Stated problem » Please pull out each line in the items below that contains the word "patch", and copy those lines unchanged.

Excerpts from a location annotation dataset
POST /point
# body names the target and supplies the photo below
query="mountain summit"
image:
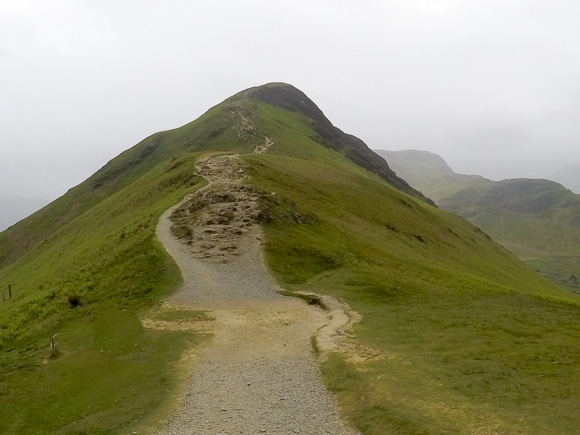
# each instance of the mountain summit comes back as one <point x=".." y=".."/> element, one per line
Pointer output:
<point x="91" y="324"/>
<point x="289" y="98"/>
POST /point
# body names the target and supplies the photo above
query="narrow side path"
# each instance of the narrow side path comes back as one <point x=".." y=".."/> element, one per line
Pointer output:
<point x="258" y="374"/>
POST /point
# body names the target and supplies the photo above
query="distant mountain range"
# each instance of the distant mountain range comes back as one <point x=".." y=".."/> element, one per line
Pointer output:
<point x="538" y="220"/>
<point x="456" y="334"/>
<point x="14" y="209"/>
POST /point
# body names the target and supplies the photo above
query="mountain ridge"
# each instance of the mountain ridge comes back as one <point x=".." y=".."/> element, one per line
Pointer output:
<point x="537" y="219"/>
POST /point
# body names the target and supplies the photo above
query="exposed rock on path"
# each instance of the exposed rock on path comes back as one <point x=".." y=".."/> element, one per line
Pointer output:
<point x="258" y="374"/>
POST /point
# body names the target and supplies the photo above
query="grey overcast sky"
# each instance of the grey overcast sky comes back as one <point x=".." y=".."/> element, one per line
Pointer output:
<point x="493" y="86"/>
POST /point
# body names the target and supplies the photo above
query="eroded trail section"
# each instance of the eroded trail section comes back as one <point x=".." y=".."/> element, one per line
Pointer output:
<point x="258" y="373"/>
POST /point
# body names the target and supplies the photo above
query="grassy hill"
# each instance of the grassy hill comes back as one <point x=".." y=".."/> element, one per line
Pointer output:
<point x="457" y="334"/>
<point x="538" y="220"/>
<point x="13" y="209"/>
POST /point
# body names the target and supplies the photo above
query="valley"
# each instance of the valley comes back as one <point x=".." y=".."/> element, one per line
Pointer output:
<point x="174" y="276"/>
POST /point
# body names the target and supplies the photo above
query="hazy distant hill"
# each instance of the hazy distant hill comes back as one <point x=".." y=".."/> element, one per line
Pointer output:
<point x="14" y="209"/>
<point x="539" y="220"/>
<point x="456" y="334"/>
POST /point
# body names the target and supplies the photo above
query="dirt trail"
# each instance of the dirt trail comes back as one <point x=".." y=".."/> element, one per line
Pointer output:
<point x="258" y="374"/>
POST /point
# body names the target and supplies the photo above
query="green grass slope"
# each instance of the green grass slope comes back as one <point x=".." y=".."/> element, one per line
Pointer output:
<point x="538" y="220"/>
<point x="457" y="334"/>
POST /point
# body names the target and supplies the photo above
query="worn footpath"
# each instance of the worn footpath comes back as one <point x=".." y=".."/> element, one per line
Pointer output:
<point x="258" y="372"/>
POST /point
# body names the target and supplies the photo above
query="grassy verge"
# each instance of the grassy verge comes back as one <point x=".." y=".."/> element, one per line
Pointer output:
<point x="457" y="335"/>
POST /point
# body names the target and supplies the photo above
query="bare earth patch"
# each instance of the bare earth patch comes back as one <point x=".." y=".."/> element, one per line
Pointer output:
<point x="258" y="373"/>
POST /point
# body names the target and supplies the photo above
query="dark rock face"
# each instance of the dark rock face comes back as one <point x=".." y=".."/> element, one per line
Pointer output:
<point x="290" y="98"/>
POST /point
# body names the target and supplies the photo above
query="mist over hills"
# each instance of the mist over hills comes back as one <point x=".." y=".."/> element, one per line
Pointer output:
<point x="569" y="177"/>
<point x="447" y="315"/>
<point x="14" y="209"/>
<point x="539" y="220"/>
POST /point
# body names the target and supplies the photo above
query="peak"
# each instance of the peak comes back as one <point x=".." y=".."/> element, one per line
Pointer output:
<point x="287" y="97"/>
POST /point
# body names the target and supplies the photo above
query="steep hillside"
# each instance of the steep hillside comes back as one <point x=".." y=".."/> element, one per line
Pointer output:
<point x="14" y="209"/>
<point x="457" y="334"/>
<point x="430" y="172"/>
<point x="538" y="220"/>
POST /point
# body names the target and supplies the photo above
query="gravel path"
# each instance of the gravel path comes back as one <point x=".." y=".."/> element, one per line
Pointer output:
<point x="258" y="373"/>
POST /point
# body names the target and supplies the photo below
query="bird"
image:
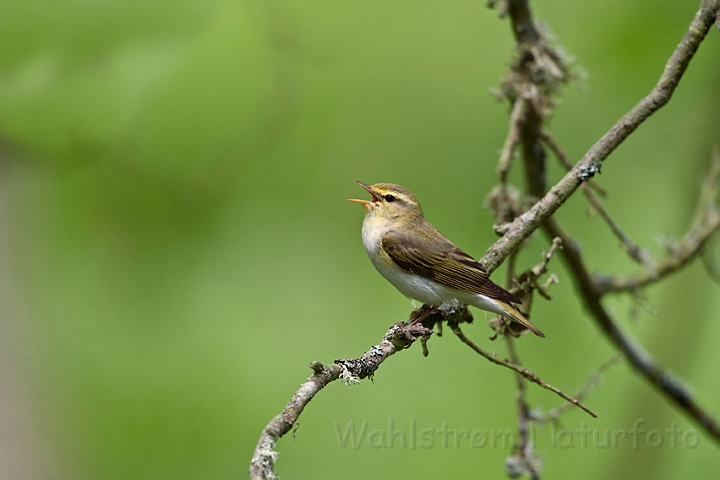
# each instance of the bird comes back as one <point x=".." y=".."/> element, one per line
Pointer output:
<point x="421" y="262"/>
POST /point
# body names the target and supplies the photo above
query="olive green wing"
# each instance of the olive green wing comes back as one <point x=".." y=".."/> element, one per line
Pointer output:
<point x="443" y="262"/>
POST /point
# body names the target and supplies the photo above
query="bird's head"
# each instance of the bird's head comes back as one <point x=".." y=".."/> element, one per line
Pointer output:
<point x="390" y="201"/>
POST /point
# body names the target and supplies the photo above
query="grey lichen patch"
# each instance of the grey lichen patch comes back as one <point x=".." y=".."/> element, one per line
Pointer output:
<point x="586" y="172"/>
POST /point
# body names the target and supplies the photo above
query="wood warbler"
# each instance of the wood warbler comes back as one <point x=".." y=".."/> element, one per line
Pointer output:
<point x="421" y="262"/>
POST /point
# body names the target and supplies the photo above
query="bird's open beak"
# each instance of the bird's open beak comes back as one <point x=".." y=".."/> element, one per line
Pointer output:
<point x="365" y="203"/>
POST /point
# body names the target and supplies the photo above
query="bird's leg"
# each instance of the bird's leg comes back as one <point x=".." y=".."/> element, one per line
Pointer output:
<point x="429" y="310"/>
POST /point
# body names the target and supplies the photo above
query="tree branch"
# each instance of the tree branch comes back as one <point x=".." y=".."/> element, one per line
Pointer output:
<point x="590" y="164"/>
<point x="638" y="357"/>
<point x="522" y="371"/>
<point x="707" y="222"/>
<point x="399" y="337"/>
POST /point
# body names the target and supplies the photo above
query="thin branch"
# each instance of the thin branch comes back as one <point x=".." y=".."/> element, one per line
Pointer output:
<point x="707" y="222"/>
<point x="590" y="164"/>
<point x="517" y="114"/>
<point x="399" y="337"/>
<point x="635" y="252"/>
<point x="637" y="356"/>
<point x="522" y="371"/>
<point x="563" y="159"/>
<point x="524" y="454"/>
<point x="587" y="388"/>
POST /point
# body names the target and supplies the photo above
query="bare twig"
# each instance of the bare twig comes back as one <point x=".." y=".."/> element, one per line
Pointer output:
<point x="636" y="355"/>
<point x="399" y="337"/>
<point x="707" y="222"/>
<point x="524" y="455"/>
<point x="636" y="253"/>
<point x="590" y="164"/>
<point x="522" y="371"/>
<point x="563" y="159"/>
<point x="517" y="115"/>
<point x="587" y="388"/>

Solution for this task »
query="bare earth patch"
# each instance of the bare earth patch comes back as one <point x=".." y=".."/> element, one per line
query="grey lichen patch"
# each instance of the grey lichen patch comes back as one <point x=".." y=".."/> element, one per line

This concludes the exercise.